** What you need to do **
Every line of the data below needs to be reproduced exactly.
>>
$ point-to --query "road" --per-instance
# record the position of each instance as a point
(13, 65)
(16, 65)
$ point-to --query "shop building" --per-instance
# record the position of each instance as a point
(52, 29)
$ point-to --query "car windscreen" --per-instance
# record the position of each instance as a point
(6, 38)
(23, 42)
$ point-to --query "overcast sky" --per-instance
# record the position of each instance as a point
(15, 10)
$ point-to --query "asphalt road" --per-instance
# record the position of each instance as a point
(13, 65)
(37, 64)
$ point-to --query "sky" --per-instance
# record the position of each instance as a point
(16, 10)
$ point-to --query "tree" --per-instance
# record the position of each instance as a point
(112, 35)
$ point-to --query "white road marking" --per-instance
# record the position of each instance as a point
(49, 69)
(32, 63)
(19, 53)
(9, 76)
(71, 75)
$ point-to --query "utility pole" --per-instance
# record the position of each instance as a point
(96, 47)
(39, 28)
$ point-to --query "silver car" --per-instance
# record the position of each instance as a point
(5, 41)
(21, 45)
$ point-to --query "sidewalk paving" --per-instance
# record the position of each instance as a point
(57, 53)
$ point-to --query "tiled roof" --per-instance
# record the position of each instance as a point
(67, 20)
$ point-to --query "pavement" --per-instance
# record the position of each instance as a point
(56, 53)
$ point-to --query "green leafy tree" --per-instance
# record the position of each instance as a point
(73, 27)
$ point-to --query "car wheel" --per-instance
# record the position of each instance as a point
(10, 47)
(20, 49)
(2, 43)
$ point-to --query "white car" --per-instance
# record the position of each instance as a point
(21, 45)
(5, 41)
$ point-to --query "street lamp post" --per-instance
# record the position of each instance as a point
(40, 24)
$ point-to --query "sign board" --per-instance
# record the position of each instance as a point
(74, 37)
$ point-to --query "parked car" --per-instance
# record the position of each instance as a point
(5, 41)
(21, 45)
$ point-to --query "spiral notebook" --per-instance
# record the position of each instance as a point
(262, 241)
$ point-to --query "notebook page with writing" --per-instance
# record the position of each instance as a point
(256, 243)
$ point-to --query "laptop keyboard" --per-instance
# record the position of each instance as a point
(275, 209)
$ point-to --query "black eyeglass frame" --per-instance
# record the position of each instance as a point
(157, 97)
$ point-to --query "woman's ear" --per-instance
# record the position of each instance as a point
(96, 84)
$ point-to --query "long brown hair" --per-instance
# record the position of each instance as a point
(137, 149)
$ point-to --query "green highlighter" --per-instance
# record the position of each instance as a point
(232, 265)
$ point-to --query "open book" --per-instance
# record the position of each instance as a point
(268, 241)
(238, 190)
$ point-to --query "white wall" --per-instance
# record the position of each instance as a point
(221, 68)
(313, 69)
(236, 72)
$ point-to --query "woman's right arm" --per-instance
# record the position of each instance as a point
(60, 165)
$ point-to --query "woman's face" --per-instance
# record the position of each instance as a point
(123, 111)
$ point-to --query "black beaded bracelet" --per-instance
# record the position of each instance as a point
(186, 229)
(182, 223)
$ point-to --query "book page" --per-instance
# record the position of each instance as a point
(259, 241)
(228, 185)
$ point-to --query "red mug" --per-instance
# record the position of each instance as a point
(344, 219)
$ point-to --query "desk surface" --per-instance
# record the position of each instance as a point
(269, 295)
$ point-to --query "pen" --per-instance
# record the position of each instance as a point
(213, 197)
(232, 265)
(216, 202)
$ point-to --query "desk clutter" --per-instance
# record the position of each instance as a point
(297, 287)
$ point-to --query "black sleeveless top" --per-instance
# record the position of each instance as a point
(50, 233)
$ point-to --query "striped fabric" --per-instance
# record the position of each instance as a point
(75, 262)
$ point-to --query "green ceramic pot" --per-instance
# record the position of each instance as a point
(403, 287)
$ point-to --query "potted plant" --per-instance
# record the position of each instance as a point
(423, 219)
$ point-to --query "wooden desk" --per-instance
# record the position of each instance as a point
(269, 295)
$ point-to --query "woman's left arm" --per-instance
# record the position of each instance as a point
<<
** Result for this exercise **
$ point-to --query "road" --per-instance
# record the position of each instance as a point
(13, 65)
(16, 65)
$ point-to --query "shop building" --per-instance
# record the position of each instance as a point
(52, 29)
$ point-to --query "car windscreen" --per-instance
# record the position of each instance as a point
(6, 38)
(23, 42)
$ point-to --query "overcast sky" --per-instance
# record the position of each instance as a point
(15, 10)
$ point-to --query "asphalt road" --per-instance
# record the position of each instance as a point
(13, 65)
(37, 64)
$ point-to --query "sky" --per-instance
# record the position of each instance as a point
(16, 10)
$ point-to --query "tree" --per-instance
# record the position of each instance as a point
(112, 35)
$ point-to --query "white road marking" --per-instance
# record the position of each instance as a point
(49, 69)
(32, 63)
(19, 53)
(9, 76)
(71, 75)
$ point-to --query "utility pole" --per-instance
# record the position of each instance as a point
(96, 47)
(39, 28)
$ point-to --query "silver car" --per-instance
# record the position of each instance as a point
(5, 41)
(21, 45)
$ point-to --query "sidewalk paving" --per-instance
# record the position of each instance as a point
(57, 53)
$ point-to --query "tiled roof" --per-instance
# record the position of each instance as a point
(67, 20)
$ point-to --query "pavement" --per-instance
# record the position of each instance as a point
(56, 53)
$ point-to --query "green leafy tree" --per-instance
# record the position of each instance as a point
(73, 27)
$ point-to --query "car wheel" --per-instance
# record the position of each instance as a point
(10, 47)
(20, 49)
(2, 43)
$ point-to --query "white car" --per-instance
# record the position of each instance as a point
(21, 45)
(5, 41)
$ point-to --query "street lamp post" --per-instance
# record the position of each instance as a point
(40, 24)
$ point-to --query "sign board" --per-instance
# record the position of each instance as a point
(74, 37)
$ point-to --query "parked car" --per-instance
# record the position of each instance as a point
(5, 41)
(21, 45)
$ point-to --query "spiral notebook" --per-instance
# record the position of each instance as a point
(262, 241)
$ point-to --query "notebook page with writing" --per-instance
# record the position of each instance as a point
(256, 243)
$ point-to --query "laptop keyboard" --per-instance
# record the position of each instance as a point
(275, 209)
$ point-to --query "black eyeglass frame" --per-instance
# record the position of each instance as a point
(157, 97)
$ point-to --query "woman's ear" --per-instance
# record the position of each instance as a point
(96, 84)
$ point-to --query "long brown hair" --per-instance
# record the position of each instance as a point
(137, 149)
$ point-to --query "green highlighter" --per-instance
# record the position of each instance as a point
(232, 265)
$ point-to --query "open book" --per-instance
# record the position of each instance as a point
(268, 241)
(238, 190)
$ point-to --query "white wall" --per-instance
# record the position of each instance as a point
(221, 68)
(313, 69)
(236, 72)
$ point-to --query "woman's right arm" --per-instance
# record the position of each instance as a point
(60, 165)
$ point-to --query "woman's face" --per-instance
# record the position of each instance as a point
(123, 111)
$ point-to --query "black beaded bracelet" --per-instance
# record the position of each instance as a point
(186, 229)
(182, 223)
$ point-to --query "book page" --per-instance
# record the position of each instance as a point
(259, 241)
(228, 185)
$ point-to --query "red mug" --per-instance
# record the position of each instance as a point
(344, 219)
$ point-to --query "desk surface" --per-instance
# record the position of each instance as a point
(269, 295)
$ point-to --query "pen" --per-instance
# record the position of each instance as a point
(213, 197)
(232, 265)
(216, 202)
$ point-to --query "desk clutter" --per-instance
# record the position of each instance as a point
(297, 287)
$ point-to --query "black sleeveless top" --per-instance
# record the position of each instance as a point
(50, 233)
$ point-to --query "striped fabric" --per-instance
# record the position of each instance as a point
(75, 262)
$ point-to --query "green ceramic pot" --per-instance
# record the position of each instance as a point
(403, 287)
$ point-to --query "potted plant" --per-instance
# record the position of each instance as a point
(423, 219)
$ point-to --query "wooden desk" --per-instance
# record the position of each instance as a point
(269, 295)
$ point-to --query "woman's left arm" --per-instance
# record the position of each instance as a point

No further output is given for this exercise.